* _Work to be completed_: Only lines holding "pole" are needed; copy each of them from the data below.

* _Data provided_:
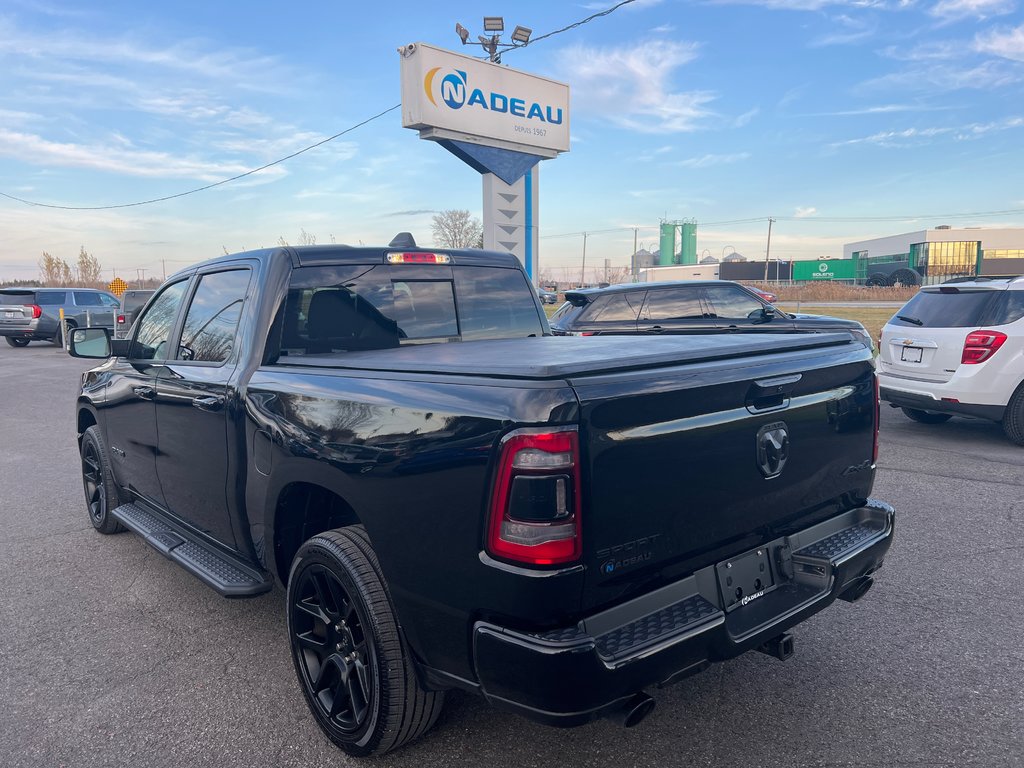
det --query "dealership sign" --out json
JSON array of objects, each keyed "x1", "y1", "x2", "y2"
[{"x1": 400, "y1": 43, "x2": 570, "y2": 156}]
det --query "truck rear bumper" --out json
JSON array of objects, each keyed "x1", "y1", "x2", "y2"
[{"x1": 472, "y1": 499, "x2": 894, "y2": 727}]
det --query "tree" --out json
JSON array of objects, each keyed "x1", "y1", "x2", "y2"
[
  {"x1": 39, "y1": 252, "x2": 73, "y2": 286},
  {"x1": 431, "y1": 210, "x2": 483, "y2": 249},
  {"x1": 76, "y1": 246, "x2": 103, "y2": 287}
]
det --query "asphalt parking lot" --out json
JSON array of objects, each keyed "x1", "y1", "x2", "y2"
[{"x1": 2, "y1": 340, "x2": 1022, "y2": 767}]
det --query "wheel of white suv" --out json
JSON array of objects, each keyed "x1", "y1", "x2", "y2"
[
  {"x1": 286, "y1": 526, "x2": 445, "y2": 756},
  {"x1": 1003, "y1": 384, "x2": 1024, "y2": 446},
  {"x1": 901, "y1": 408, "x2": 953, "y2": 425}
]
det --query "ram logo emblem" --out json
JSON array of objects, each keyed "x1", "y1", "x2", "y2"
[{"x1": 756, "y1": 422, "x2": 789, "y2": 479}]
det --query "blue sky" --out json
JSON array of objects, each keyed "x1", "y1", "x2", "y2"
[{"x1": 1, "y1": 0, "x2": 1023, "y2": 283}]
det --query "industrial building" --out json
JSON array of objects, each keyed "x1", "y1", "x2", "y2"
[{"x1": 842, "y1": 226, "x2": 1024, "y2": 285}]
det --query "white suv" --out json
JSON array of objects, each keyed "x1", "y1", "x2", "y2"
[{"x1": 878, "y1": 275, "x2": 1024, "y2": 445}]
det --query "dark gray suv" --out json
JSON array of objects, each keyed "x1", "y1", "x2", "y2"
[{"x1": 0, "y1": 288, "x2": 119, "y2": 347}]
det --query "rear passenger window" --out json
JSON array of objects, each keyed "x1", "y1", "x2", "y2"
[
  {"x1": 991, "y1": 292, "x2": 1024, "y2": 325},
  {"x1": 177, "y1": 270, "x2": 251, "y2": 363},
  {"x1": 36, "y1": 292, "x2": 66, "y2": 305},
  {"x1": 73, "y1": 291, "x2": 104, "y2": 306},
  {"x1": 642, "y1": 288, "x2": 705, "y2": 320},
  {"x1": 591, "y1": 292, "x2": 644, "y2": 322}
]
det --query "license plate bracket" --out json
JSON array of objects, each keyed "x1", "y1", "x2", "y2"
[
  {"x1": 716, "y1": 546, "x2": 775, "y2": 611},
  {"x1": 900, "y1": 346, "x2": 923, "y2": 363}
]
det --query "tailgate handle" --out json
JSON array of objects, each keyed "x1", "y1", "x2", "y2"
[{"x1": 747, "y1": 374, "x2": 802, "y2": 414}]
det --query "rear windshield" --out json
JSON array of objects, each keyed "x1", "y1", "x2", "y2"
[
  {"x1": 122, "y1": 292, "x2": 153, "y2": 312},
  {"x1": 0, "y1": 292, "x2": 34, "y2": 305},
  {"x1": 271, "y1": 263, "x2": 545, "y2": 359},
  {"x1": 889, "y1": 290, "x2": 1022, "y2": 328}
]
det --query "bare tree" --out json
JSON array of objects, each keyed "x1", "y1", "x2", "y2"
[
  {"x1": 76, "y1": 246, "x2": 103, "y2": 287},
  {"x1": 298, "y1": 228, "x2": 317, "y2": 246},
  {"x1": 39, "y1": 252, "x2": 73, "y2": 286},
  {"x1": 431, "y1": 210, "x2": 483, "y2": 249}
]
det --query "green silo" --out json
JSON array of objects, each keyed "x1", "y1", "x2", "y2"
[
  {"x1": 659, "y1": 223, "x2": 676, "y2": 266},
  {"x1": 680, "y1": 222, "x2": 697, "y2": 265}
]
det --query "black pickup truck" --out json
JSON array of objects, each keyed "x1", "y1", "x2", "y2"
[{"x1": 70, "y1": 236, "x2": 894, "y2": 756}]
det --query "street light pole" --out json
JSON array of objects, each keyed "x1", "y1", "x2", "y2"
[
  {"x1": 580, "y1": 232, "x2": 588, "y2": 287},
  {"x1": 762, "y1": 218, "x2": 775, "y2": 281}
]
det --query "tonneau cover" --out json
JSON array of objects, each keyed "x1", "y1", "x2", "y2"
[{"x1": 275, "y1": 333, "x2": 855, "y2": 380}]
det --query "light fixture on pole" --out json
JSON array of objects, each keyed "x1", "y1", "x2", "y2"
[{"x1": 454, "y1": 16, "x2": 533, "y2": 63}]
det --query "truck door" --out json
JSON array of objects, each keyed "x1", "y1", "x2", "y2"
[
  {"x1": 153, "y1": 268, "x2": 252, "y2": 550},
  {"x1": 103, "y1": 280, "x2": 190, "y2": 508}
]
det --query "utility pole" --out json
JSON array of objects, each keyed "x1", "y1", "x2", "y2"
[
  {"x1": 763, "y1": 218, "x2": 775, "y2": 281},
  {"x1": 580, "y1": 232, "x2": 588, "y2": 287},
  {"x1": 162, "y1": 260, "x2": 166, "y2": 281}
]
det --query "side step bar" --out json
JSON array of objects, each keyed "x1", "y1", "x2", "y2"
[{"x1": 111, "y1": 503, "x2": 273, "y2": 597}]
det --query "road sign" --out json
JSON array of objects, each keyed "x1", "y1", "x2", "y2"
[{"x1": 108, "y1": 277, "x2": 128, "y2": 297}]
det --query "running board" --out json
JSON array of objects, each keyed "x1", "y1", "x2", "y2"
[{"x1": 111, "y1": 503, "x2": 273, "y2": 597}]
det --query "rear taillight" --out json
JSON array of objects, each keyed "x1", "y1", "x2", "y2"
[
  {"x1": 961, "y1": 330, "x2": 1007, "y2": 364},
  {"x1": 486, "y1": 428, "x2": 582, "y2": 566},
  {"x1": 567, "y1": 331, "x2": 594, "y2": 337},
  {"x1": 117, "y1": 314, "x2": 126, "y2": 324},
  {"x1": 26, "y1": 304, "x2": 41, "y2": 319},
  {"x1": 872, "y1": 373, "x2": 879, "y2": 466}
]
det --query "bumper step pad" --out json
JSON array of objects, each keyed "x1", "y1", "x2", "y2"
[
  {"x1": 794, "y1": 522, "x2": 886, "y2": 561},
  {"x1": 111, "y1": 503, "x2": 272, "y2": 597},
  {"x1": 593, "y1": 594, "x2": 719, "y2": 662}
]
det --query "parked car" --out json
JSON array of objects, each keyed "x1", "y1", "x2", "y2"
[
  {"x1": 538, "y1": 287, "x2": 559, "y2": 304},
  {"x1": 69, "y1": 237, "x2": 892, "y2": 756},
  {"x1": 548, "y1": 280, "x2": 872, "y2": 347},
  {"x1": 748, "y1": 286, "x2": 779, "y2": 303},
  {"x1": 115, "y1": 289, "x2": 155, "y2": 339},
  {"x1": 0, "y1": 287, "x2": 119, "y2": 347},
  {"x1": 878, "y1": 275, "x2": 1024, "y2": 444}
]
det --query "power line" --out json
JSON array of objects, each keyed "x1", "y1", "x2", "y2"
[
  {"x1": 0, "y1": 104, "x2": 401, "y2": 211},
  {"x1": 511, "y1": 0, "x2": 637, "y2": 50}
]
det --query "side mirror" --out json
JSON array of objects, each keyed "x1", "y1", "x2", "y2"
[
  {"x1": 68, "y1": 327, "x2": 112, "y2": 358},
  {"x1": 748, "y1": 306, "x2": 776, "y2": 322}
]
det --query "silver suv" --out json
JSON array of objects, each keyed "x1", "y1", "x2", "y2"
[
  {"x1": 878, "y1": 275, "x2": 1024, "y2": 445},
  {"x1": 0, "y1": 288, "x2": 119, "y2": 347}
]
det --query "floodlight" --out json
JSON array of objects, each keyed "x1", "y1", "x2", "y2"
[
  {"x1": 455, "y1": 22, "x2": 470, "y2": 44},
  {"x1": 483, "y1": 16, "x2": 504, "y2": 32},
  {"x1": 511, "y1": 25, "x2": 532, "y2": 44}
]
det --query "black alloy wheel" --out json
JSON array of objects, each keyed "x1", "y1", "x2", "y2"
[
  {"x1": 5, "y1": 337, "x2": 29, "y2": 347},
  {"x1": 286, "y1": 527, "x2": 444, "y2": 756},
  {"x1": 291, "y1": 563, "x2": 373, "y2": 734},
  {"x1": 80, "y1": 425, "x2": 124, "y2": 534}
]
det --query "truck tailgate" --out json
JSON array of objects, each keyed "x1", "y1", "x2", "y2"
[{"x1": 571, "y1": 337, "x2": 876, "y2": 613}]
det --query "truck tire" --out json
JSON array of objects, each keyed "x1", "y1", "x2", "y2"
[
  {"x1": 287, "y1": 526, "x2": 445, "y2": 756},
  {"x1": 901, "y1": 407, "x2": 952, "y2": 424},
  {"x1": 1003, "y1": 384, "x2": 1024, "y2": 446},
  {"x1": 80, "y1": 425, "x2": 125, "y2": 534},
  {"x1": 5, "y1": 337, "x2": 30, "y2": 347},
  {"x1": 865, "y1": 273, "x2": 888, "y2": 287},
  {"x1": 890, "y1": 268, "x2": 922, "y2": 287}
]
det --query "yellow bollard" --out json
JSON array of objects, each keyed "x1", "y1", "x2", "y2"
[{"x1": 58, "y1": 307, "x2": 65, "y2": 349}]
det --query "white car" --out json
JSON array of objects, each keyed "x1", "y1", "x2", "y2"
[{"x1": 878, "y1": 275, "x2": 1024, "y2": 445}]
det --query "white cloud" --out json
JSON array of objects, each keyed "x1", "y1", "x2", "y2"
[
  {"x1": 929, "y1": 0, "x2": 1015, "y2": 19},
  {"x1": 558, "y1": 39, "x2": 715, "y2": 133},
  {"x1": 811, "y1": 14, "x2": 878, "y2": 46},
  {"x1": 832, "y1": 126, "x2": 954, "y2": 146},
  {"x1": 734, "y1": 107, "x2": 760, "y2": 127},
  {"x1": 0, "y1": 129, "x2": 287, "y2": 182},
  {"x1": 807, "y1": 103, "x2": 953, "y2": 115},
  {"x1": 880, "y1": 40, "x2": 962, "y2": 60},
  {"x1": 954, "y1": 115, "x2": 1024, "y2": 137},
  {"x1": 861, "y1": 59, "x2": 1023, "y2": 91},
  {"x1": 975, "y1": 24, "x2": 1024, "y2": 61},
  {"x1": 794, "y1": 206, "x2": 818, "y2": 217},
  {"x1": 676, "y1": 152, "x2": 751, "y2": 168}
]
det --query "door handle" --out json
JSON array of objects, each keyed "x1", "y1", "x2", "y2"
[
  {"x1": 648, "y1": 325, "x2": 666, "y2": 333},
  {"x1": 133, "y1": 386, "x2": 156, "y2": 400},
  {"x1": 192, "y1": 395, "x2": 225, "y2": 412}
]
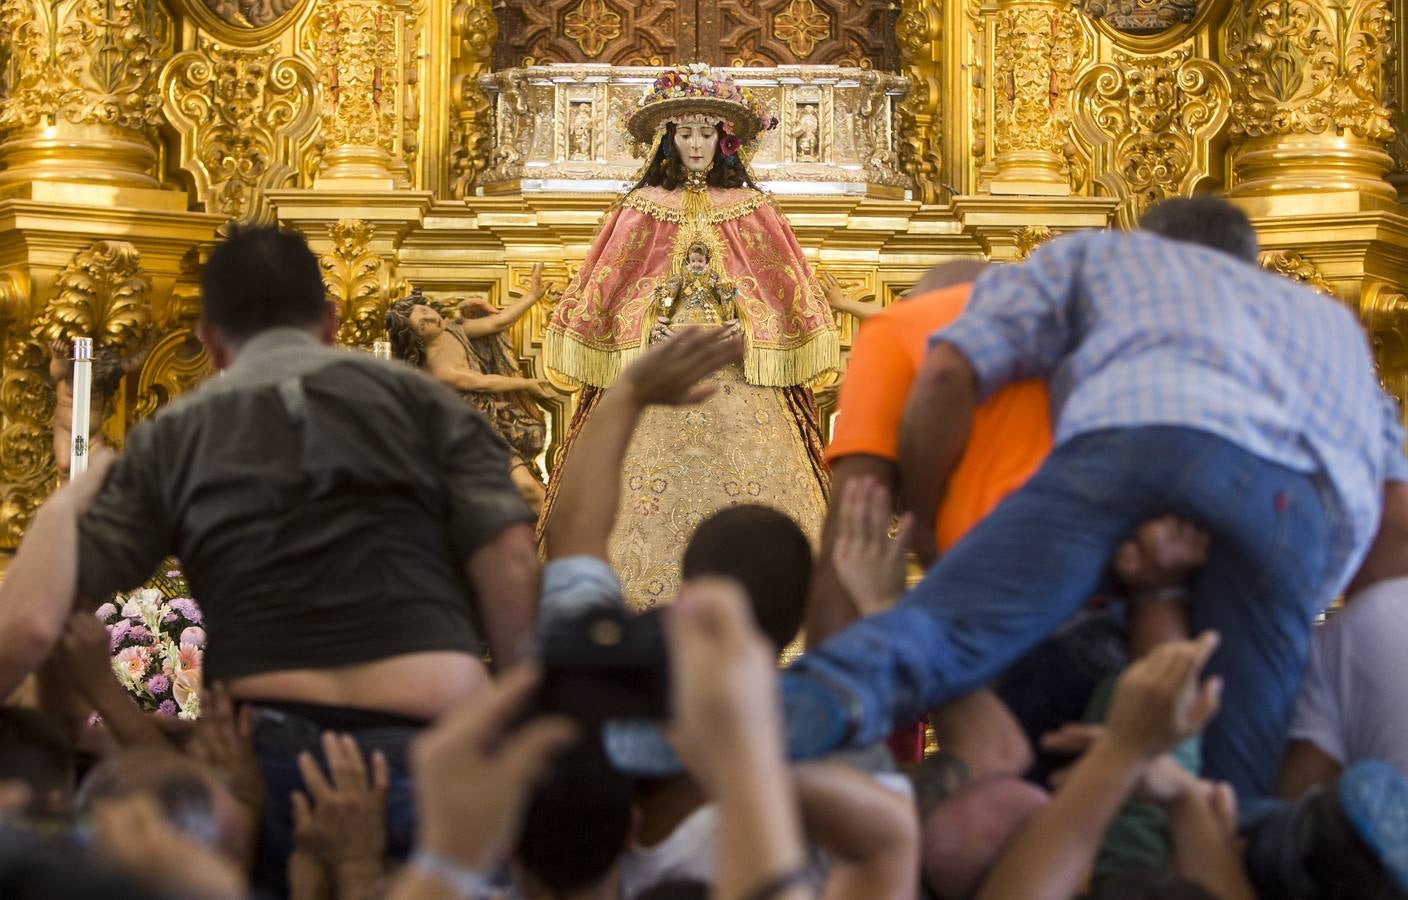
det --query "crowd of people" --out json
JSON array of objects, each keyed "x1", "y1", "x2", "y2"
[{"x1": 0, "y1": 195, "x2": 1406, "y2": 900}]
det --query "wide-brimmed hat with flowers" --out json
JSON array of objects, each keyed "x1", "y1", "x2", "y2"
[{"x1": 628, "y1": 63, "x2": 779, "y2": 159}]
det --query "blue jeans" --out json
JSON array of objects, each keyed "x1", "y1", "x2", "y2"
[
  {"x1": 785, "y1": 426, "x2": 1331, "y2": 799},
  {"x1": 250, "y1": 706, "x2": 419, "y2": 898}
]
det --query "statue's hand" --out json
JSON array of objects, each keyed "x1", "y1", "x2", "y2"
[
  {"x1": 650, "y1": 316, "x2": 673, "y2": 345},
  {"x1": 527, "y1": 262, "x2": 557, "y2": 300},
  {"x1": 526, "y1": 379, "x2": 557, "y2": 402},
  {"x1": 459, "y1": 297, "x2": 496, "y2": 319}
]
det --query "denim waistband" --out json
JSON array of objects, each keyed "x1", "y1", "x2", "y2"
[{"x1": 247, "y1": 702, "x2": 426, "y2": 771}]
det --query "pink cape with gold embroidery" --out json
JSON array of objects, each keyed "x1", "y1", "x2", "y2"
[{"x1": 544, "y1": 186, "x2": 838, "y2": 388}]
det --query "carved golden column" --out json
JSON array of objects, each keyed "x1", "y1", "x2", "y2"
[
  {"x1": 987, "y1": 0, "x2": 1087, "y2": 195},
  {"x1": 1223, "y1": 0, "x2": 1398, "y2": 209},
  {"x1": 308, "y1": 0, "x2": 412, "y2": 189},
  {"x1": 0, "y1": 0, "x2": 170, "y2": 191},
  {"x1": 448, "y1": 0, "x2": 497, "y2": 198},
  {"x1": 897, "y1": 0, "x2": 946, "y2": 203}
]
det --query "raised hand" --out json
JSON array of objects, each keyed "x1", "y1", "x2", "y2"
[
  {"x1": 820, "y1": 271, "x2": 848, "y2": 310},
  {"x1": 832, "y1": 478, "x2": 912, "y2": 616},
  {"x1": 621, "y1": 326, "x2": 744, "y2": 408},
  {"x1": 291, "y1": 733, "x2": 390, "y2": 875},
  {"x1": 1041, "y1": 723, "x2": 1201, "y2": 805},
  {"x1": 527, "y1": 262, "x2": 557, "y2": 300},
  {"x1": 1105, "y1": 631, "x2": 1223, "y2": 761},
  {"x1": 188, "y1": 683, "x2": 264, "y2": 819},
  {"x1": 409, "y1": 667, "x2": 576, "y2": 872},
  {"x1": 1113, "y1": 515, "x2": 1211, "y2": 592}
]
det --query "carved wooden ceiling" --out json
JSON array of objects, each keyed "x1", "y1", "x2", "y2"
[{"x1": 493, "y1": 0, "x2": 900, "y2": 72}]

* _Reply_:
det --query "street light pole" --out json
det --query "light fixture on pole" --out json
det --query "utility pole" --out json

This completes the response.